**TASK BRIEF**
Output every line of the material below as a JSON array of strings, one string per line, omitting blank lines.

■ ■ ■ ■

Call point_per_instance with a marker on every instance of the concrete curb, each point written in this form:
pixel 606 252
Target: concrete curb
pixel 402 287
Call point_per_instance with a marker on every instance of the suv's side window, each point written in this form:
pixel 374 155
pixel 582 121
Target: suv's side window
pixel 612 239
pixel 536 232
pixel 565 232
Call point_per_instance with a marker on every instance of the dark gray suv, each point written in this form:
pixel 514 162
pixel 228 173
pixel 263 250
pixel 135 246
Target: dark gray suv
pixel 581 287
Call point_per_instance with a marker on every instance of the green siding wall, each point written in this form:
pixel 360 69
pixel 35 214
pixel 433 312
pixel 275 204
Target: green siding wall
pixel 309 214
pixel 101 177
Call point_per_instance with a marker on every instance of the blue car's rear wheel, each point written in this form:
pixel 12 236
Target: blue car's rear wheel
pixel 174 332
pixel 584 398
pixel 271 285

■ ■ ■ ■

**REPLY TO THE EXERCISE**
[
  "Call point_per_instance with a marker on every instance of the concrete curb, each point written in this form:",
  "pixel 606 252",
  "Target: concrete curb",
  "pixel 402 287",
  "Call point_per_instance with a marker on every instance of the suv's side window, each point written in this form:",
  "pixel 374 155",
  "pixel 582 121",
  "Target: suv's side window",
  "pixel 612 239",
  "pixel 536 232",
  "pixel 565 232",
  "Call point_per_instance with a marker on every instance of the dark gray suv, each point written in this form:",
  "pixel 514 162",
  "pixel 228 173",
  "pixel 263 250",
  "pixel 135 246",
  "Target: dark gray suv",
  "pixel 581 287",
  "Call point_per_instance with a marker on every instance of the green siding wall, each point written in this form:",
  "pixel 360 69",
  "pixel 35 214",
  "pixel 433 312",
  "pixel 275 204",
  "Target: green siding wall",
  "pixel 309 214",
  "pixel 101 177",
  "Call point_per_instance with a marker on every instance of the blue car's rear wheel, each point written in this form:",
  "pixel 12 236",
  "Target: blue car's rear wheel",
  "pixel 174 332",
  "pixel 584 398",
  "pixel 271 285"
]